## Problem description
Only those lines running from the line that contains "awning on this basis." through the end of the material are to be written out, each exactly as shown.
======== Dataset records
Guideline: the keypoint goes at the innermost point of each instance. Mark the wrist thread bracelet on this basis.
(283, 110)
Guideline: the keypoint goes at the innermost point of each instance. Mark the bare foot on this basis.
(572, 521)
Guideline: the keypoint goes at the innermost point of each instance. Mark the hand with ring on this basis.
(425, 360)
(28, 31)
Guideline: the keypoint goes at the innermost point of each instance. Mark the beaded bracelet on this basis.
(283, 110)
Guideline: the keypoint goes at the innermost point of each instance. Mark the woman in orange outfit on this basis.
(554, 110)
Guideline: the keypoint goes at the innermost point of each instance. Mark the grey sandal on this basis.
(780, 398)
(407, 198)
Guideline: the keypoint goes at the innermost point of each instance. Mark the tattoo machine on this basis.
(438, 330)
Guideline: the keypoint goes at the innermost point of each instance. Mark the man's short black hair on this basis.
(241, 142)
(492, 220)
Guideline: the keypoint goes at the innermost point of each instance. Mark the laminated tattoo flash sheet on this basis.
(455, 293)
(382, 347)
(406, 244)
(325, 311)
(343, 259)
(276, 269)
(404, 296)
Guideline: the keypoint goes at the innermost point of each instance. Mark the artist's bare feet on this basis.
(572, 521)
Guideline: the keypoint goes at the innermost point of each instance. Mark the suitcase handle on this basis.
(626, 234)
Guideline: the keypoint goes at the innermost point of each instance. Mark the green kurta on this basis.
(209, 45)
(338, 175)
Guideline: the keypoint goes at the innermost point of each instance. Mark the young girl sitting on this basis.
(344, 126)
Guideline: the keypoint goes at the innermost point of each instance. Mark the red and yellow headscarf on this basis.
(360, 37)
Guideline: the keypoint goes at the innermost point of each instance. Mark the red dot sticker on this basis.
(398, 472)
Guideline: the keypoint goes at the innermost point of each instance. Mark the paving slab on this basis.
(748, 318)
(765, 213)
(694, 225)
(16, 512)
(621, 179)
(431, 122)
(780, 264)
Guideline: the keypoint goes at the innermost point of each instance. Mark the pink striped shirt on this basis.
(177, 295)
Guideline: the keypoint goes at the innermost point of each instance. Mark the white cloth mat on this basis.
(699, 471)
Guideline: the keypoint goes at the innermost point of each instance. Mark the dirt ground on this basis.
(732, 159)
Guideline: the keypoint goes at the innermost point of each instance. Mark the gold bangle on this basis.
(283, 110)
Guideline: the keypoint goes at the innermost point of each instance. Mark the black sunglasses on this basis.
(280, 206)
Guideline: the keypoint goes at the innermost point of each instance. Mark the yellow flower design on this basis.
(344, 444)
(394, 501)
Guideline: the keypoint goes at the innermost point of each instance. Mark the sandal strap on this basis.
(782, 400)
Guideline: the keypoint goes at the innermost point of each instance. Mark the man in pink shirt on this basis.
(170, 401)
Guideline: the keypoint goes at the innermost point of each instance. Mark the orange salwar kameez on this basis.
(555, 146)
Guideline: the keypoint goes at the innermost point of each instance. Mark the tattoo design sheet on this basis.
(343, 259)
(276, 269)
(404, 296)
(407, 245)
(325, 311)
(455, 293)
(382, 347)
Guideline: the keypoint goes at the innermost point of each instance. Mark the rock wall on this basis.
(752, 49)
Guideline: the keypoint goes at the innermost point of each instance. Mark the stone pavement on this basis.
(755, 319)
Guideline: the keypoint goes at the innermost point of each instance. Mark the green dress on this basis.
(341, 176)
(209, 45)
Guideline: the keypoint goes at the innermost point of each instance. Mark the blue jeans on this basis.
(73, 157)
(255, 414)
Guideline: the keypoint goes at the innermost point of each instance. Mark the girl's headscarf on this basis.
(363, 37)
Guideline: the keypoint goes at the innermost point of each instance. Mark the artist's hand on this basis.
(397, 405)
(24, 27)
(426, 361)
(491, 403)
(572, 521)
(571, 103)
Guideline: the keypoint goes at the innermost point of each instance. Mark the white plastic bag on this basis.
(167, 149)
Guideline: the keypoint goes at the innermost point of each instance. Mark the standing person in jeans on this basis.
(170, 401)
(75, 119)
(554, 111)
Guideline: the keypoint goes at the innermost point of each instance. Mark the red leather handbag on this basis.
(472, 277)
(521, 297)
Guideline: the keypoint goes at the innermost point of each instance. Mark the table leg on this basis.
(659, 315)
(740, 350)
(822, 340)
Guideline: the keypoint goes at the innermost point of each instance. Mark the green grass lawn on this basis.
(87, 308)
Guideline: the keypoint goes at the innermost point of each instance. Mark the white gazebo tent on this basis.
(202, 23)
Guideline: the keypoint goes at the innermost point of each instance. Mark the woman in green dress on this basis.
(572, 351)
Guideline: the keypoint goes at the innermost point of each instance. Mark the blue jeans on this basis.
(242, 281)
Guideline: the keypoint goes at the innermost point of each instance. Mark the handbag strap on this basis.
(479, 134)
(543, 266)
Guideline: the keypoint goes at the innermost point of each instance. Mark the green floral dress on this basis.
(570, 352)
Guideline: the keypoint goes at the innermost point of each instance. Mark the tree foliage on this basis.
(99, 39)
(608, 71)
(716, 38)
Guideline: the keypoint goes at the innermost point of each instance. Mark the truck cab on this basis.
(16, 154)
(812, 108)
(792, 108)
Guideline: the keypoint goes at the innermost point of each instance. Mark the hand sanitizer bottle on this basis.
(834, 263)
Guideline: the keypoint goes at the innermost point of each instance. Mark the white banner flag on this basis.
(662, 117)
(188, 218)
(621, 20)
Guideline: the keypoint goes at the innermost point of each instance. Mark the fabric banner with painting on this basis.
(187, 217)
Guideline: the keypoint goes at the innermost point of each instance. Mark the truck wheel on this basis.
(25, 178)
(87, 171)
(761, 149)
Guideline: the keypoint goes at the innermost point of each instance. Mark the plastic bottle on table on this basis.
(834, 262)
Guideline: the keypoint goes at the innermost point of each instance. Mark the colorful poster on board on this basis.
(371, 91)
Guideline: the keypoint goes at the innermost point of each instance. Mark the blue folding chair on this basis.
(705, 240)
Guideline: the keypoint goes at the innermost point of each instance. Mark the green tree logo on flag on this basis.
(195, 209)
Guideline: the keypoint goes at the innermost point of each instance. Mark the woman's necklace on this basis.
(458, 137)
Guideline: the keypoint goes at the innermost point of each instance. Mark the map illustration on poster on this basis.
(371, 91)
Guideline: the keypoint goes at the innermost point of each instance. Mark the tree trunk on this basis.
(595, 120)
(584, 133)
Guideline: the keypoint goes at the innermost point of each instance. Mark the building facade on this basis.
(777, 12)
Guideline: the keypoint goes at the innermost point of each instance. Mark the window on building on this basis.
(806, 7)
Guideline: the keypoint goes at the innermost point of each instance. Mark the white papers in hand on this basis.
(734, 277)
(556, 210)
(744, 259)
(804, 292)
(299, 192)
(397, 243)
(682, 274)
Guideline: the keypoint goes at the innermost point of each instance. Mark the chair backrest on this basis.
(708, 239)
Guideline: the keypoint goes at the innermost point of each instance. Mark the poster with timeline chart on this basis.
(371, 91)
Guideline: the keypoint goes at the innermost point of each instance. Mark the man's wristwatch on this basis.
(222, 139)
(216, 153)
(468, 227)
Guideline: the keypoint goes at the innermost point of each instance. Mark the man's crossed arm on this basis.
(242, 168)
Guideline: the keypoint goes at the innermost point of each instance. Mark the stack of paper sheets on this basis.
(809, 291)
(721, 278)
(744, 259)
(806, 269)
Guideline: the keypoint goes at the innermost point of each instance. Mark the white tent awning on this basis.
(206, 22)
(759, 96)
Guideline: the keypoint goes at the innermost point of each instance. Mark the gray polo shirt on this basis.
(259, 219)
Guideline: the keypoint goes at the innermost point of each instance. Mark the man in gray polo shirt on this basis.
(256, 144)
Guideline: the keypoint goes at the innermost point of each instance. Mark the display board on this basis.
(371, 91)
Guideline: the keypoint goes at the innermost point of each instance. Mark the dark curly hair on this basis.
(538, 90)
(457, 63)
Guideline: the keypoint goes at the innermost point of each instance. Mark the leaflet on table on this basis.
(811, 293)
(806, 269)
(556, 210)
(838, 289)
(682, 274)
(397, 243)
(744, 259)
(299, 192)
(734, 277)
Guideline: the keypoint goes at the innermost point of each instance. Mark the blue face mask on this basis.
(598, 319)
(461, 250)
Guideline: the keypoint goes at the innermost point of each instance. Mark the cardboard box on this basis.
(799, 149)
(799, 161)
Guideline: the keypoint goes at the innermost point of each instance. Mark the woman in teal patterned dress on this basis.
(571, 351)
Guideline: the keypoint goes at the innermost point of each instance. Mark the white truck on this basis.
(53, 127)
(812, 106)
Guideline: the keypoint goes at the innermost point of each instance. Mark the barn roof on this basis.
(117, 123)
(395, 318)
================
## Answer to the problem
Guideline: the keypoint goes at the innermost point of each instance. Mark the white tent awning on this basis.
(206, 22)
(759, 96)
Guideline: the keypoint goes at the innermost point of each instance. Mark the gray polo shirt on this basis.
(259, 219)
Guideline: the keypoint goes at the innermost point of each instance. Mark the man in gray polo shirt on this basis.
(256, 144)
Guideline: the keypoint goes at the innermost point of each instance. Mark the display board on this basis.
(371, 91)
Guideline: the keypoint goes at the innermost point of each instance. Mark the dark curly hair on this basis.
(538, 90)
(457, 63)
Guideline: the keypoint goes at the innermost point of each instance. Mark the leaflet on table on this basis.
(811, 293)
(806, 269)
(556, 210)
(838, 289)
(682, 274)
(397, 243)
(744, 259)
(299, 192)
(734, 277)
Guideline: the keypoint goes at the innermost point of each instance. Mark the blue face mask on this basis.
(598, 319)
(461, 250)
Guideline: the keypoint goes at the innermost point of each instance. Mark the cardboard box on this basis.
(799, 149)
(799, 161)
Guideline: the keypoint goes at the innermost point of each instance. Mark the woman in teal patterned dress on this basis.
(571, 351)
Guideline: the keypoint goes at the innermost point of each instance. Mark the white truck on this basis.
(53, 127)
(812, 106)
Guideline: the keypoint goes at the innermost point of each instance. Mark the barn roof on this basis.
(117, 123)
(395, 318)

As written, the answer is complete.